List every line below that contains the word "windsurfer", copying each one in full.

## START

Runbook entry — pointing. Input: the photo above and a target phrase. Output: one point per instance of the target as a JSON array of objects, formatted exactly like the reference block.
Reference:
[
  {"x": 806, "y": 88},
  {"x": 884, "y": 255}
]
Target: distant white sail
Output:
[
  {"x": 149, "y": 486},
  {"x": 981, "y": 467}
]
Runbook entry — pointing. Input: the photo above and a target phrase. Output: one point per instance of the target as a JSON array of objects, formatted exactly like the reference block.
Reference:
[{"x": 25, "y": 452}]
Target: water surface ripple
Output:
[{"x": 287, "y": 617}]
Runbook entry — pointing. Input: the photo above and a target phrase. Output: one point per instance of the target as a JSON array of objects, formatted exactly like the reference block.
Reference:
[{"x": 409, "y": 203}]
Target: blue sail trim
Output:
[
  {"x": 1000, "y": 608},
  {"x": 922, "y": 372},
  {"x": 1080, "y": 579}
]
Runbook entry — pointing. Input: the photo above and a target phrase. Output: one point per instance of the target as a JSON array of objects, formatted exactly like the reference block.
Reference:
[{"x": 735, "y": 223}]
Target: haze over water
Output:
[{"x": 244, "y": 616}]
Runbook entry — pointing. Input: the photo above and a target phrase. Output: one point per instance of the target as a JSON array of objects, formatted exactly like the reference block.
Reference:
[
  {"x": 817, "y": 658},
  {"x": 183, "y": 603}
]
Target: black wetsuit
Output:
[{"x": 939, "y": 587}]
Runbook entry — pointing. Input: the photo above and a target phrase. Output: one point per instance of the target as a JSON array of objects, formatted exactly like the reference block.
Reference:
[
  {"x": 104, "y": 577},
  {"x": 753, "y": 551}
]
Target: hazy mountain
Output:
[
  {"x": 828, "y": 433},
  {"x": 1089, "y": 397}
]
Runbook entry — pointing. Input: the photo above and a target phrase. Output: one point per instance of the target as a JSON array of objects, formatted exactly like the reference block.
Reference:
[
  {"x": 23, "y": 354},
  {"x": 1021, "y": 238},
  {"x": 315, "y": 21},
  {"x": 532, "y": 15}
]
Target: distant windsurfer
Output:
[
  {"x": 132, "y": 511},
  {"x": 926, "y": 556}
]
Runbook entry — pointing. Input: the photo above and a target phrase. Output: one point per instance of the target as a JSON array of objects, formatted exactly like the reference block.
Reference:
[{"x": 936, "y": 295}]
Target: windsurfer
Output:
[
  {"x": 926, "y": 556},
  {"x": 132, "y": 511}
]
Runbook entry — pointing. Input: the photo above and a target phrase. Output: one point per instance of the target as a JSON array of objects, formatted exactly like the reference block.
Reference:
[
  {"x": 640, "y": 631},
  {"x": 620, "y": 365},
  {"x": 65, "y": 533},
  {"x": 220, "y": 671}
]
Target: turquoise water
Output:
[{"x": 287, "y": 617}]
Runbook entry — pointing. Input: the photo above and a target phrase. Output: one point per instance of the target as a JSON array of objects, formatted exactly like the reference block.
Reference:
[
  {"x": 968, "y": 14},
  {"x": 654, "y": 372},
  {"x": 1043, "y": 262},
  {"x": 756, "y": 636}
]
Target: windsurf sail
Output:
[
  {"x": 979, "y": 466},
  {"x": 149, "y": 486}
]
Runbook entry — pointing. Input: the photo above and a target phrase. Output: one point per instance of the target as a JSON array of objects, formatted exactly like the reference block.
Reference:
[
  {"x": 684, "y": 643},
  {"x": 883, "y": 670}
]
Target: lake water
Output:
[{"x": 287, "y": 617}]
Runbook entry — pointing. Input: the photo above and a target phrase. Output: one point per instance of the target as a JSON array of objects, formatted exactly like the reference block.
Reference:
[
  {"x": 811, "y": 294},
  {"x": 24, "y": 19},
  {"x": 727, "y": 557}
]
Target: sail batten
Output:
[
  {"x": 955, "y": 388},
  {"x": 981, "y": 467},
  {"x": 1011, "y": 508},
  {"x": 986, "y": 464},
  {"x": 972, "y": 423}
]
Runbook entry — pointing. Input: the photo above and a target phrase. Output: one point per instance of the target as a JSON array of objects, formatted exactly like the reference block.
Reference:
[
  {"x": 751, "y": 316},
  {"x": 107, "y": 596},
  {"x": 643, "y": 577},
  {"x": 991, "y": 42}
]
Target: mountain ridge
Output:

## END

▶ [REPLY]
Target: distant windsurfer
Target: windsurfer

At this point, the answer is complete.